__Text for analysis__
New papers on Medical Assistance in Dying
Policy capture, ideology, and a failure to understand the law?
I’ve published a couple of new papers on Medical Assistance in Dying, one of which received a large number of peer commentaries.
My paper, 'Canadian Medical Assistance in Dying: Provider Concentration, Policy Capture, and Need for Reform’ authored with Trudo Lemmens and Scott Kim appeared in the American Journal of Bioethics. Abstract below.
Canada’s rapid rise in deaths from euthanasia and physician assisted suicide, termed Medical Assistance in Dying (MAID) in the country, now ranks it second only to the Netherlands in terms of MAiD deaths as percentage of overall deaths, with one province already hosting the highest rate of all jurisdictions in the world. Analyzing Health Canada’s annual MAID reports, which show that up to 336 out of 1837 providers are likely responsible for the majority of MAID deaths in a given year, we discuss how the rapid increase likely reflects not a broad Canadian consensus but the capture of a policy-making and implementation process by a small group of activists and clinicians colonizing medicine to become an ideologically driven vehicle for expanding MAID access and delivery. As a remedy and to reprioritize patient safety and protection against premature death, a more transparent, relevant, and safeguarded compliance regime based on evidence-based, multi-perspective policy-making is needed.As a Target Article, the journal called for Open Peer Commentaries, which resulted in 14 commentaries from our peers, published with article, most of which are unfortunately paywalled. Most of these commentaries complement or compliment our work, though, expectedly, we did have some detractors who are affiliated with DWDC and CAMAP.

__Problem set__
**a)** Answer from the post on Medical Assistance in Dying papers:
(i) Who co-authored the paper with the post's author?
(ii) In which journal did the paper appear?
(iii) How many peer commentaries did the call for Open Peer Commentaries produce?
**b)** Write the next part of the post on Medical Assistance in Dying papers, starting after the sentence that ends "affiliated with DWDC and CAMAP."
The material after this point comes from a separate source and is unrelated to the post on Medical Assistance in Dying.

__Dataset section__
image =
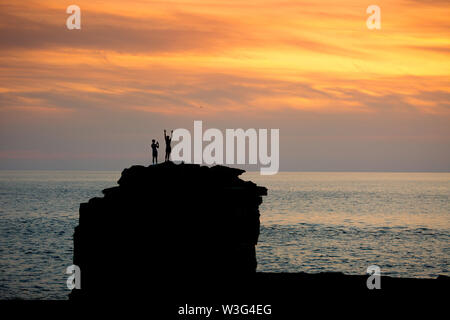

__Answer section__
**a)**
(i) Trudo Lemmens and Scott Kim
(ii) The American Journal of Bioethics
(iii) 14

**b)**
I’ve recently published an open access reply to a paper in the Canadian Journal of Bioethics, ‘No Loitering: A Response to Disha et al. on Medical Assistance in Dying’s 90-day Assessment Period’. that made some significant factual errors in their grasp of the Criminal Code safeguards around the 90-day Track 2 assessment period. The abstract reads,
Disha et al., in their 2023 paper in this journal, interchangeably frame the Canadian Criminal Code’s 90-day assessment period safeguard for Medical Assistance in Dying (MAID) for people without a foreseeable natural death (Track 2) as a “waiting”, “reflection”, and “assessment” period. However, the law and formal guidance explicitly describe its purpose as an assessment period, only incidentally a reflection period, but not a waiting period. Accordingly, there is an urgent ethical, practical, and legal need to ensure MAID practitioners, their colleagues, and overseers rigorously understand and apply the law to protect patients’ lives from transgressions and stop transgressors.
If clinic-level staff do not understand the legal safeguards around MAID meant to project patients from unlawful death, despite their duty to do so, there is a manifest danger to patients.
Thank you, Dr. Lyon for speaking out about the dangers of MAiD. Your papers are excellent and highlight this critical issue. I've posted the link on my FB page as well.